- [Goal of the exercise]: Display every line of the listing that contains the word "positive", copying each line in full.

---------- Data for review

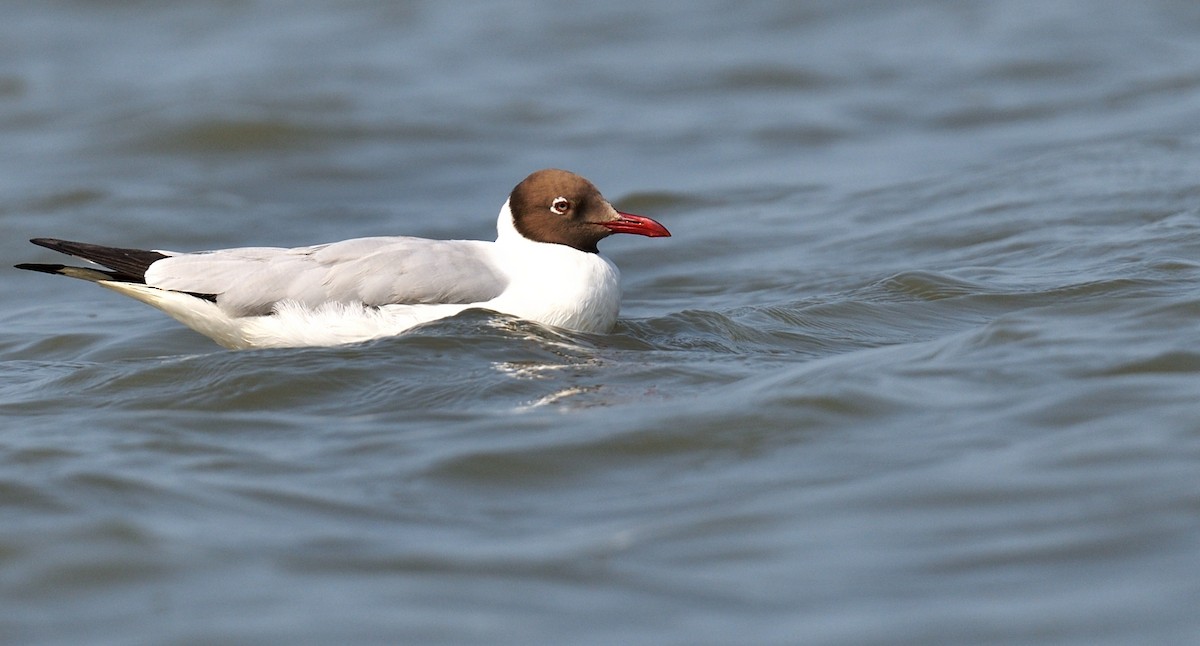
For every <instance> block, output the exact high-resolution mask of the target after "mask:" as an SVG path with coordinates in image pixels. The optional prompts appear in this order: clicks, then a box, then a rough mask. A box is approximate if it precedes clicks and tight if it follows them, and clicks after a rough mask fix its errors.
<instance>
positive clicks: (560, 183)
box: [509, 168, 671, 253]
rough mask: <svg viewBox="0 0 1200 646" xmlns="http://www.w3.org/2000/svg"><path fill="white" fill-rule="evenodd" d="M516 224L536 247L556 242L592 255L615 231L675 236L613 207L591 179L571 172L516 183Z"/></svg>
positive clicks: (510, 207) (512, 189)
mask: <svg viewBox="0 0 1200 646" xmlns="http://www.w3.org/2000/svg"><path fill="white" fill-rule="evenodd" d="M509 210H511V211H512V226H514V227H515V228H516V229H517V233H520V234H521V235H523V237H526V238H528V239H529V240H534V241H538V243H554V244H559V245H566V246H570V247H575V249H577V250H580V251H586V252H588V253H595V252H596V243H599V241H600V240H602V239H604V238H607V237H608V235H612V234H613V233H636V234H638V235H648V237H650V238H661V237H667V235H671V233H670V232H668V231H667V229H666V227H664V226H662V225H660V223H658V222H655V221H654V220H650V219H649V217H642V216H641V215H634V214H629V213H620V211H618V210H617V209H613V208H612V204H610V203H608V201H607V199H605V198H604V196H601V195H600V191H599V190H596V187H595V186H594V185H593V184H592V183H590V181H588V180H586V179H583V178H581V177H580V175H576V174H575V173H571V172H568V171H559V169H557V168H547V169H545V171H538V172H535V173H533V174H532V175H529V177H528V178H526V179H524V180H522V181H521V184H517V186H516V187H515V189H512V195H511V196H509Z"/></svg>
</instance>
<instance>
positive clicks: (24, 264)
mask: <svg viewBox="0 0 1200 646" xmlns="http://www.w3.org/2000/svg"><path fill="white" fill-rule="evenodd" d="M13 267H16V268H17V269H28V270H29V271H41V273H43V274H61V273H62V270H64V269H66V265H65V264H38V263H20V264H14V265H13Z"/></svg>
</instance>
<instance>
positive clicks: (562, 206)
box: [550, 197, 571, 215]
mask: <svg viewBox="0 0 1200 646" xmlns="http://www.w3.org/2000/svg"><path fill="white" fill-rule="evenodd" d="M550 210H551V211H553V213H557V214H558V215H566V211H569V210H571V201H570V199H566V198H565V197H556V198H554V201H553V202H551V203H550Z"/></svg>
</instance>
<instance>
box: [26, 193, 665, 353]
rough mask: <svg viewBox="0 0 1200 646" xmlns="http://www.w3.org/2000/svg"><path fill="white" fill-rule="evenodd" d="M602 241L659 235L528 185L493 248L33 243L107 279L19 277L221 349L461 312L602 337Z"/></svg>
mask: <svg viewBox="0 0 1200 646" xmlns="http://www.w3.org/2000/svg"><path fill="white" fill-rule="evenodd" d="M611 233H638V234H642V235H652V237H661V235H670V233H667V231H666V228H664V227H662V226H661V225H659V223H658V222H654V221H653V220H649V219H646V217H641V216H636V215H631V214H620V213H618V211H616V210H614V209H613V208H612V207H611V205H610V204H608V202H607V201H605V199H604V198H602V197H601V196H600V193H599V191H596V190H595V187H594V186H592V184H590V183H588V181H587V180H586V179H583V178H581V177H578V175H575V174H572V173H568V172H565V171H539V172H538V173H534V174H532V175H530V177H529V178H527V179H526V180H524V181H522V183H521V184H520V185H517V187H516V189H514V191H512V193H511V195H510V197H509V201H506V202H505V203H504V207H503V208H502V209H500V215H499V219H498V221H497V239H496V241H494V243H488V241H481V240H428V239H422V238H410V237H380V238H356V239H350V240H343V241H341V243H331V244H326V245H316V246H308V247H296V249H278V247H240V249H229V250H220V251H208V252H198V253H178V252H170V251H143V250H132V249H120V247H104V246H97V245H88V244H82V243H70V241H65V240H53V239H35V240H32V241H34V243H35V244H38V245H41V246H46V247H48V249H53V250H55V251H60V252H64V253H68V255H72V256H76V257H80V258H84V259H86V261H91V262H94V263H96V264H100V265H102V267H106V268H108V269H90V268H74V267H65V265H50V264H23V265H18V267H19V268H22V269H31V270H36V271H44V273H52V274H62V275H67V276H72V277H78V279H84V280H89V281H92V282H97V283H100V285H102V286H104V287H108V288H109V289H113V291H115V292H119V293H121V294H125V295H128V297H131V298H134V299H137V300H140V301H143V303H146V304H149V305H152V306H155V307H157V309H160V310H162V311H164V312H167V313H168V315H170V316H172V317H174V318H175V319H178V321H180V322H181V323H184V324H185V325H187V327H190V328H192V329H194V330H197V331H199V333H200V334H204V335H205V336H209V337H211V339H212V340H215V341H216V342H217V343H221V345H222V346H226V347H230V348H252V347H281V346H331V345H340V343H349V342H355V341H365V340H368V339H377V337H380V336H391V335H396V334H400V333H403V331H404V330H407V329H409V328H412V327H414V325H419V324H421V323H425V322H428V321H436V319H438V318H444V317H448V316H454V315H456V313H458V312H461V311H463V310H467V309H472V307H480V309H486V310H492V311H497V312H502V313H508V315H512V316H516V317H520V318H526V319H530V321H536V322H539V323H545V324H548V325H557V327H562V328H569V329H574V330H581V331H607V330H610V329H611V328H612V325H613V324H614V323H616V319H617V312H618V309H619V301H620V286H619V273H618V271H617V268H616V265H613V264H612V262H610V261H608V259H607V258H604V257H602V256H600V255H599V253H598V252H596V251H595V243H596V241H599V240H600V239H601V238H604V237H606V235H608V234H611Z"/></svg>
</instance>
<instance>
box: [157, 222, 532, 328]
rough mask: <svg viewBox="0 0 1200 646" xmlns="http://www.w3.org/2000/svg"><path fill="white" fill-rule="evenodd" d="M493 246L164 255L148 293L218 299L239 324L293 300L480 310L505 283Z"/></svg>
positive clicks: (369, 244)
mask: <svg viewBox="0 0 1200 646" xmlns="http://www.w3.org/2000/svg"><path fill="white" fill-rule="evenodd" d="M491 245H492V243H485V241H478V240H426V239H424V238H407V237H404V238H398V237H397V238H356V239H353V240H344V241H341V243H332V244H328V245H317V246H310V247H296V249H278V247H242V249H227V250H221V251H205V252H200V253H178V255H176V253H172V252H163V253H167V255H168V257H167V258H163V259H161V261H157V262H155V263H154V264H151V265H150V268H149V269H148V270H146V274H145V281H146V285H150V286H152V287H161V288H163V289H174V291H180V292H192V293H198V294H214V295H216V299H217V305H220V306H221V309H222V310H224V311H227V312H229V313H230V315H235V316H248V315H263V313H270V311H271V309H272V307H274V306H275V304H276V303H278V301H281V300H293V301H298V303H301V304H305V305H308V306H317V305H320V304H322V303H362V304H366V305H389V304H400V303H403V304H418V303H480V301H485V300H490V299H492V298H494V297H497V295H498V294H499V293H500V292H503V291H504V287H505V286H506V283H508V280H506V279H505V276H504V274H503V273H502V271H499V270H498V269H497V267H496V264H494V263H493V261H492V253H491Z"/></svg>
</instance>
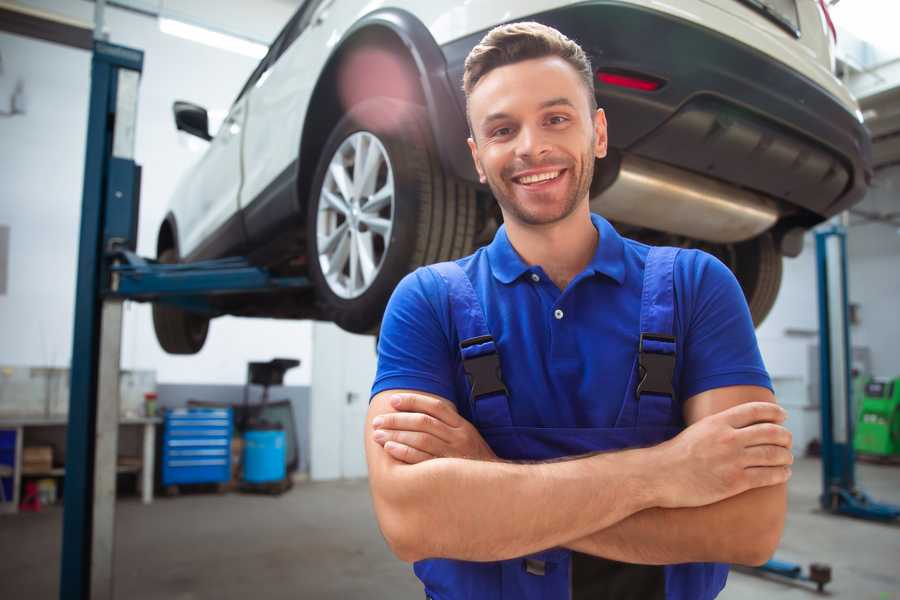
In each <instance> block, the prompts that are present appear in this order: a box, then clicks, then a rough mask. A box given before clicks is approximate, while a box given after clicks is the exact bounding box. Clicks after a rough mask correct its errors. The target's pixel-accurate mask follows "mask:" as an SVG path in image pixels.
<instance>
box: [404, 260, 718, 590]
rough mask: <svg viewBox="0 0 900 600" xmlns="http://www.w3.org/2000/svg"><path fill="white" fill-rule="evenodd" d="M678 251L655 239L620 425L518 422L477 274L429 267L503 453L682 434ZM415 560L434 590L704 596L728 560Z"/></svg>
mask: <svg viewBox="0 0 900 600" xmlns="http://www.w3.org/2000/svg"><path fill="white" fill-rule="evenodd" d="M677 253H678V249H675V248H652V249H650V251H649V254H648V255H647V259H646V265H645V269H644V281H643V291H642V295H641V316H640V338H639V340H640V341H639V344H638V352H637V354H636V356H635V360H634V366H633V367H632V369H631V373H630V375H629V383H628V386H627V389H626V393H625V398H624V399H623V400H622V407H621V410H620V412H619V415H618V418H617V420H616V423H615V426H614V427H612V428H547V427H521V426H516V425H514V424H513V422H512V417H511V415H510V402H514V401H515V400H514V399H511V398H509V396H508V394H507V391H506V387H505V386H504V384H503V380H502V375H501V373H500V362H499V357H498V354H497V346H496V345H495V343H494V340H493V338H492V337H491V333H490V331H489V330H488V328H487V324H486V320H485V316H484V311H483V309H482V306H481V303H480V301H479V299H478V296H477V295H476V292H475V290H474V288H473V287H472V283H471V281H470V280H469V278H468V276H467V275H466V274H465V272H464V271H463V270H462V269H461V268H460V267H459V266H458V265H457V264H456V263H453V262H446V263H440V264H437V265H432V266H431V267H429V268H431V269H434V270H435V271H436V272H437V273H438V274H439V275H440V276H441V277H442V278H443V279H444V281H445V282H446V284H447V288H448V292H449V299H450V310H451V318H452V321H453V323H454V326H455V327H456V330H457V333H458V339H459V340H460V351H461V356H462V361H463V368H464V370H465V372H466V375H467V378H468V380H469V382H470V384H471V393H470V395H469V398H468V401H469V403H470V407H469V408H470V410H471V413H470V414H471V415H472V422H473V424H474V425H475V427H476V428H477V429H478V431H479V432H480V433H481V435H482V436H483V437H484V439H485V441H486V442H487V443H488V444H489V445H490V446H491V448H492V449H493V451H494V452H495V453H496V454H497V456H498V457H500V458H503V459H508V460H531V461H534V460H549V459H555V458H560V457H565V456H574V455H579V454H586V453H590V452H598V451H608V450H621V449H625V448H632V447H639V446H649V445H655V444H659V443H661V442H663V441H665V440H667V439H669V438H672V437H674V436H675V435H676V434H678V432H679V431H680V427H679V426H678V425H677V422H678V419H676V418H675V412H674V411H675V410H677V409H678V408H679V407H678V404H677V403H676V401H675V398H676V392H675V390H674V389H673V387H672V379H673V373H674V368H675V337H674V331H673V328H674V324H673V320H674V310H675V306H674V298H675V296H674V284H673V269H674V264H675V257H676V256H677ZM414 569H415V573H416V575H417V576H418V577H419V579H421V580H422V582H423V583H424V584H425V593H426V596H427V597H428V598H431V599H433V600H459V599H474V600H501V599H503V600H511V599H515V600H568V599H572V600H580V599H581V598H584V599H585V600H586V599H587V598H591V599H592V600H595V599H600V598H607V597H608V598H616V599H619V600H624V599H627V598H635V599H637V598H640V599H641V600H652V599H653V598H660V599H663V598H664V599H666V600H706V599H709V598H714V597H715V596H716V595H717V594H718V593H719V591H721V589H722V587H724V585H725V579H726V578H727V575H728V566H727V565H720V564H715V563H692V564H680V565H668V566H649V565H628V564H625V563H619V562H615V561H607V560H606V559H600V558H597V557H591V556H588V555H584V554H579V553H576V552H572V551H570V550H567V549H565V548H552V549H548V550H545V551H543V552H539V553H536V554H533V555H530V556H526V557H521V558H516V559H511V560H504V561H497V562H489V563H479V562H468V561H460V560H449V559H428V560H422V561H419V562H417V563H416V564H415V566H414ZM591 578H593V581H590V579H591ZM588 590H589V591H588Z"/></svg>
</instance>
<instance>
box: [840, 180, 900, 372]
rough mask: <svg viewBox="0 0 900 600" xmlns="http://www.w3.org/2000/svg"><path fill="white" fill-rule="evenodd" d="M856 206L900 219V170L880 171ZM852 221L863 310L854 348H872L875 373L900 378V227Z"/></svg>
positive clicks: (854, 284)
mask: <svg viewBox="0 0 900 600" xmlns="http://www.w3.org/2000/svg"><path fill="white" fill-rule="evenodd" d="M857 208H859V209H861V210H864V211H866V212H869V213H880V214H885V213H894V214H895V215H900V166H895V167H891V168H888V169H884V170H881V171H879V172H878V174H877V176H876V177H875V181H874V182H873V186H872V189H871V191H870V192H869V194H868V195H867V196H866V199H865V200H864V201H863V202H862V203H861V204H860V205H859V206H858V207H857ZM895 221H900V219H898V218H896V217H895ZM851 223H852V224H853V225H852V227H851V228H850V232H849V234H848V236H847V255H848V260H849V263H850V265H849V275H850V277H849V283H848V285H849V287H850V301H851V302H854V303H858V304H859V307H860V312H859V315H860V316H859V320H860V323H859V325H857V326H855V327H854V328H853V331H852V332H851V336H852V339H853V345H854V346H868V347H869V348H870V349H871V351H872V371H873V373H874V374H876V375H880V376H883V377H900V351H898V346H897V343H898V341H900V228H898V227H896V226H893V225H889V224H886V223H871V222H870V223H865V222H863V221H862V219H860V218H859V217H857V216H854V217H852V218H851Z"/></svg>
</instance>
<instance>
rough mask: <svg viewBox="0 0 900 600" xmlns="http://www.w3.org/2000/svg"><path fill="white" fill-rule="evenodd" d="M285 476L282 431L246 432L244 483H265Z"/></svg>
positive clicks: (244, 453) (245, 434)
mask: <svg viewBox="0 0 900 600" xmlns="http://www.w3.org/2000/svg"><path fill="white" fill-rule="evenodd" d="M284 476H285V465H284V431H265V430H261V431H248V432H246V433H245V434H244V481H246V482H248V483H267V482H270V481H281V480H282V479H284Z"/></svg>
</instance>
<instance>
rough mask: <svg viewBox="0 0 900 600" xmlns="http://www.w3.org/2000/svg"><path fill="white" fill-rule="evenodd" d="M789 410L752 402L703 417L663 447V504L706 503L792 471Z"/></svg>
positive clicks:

--------------------

- [Solution to the exercise]:
positive clicks: (560, 183)
positive clicks: (510, 207) (512, 189)
positive clicks: (24, 264)
positive clicks: (562, 206)
positive clicks: (369, 244)
positive clicks: (854, 284)
positive clicks: (244, 453) (245, 434)
positive clicks:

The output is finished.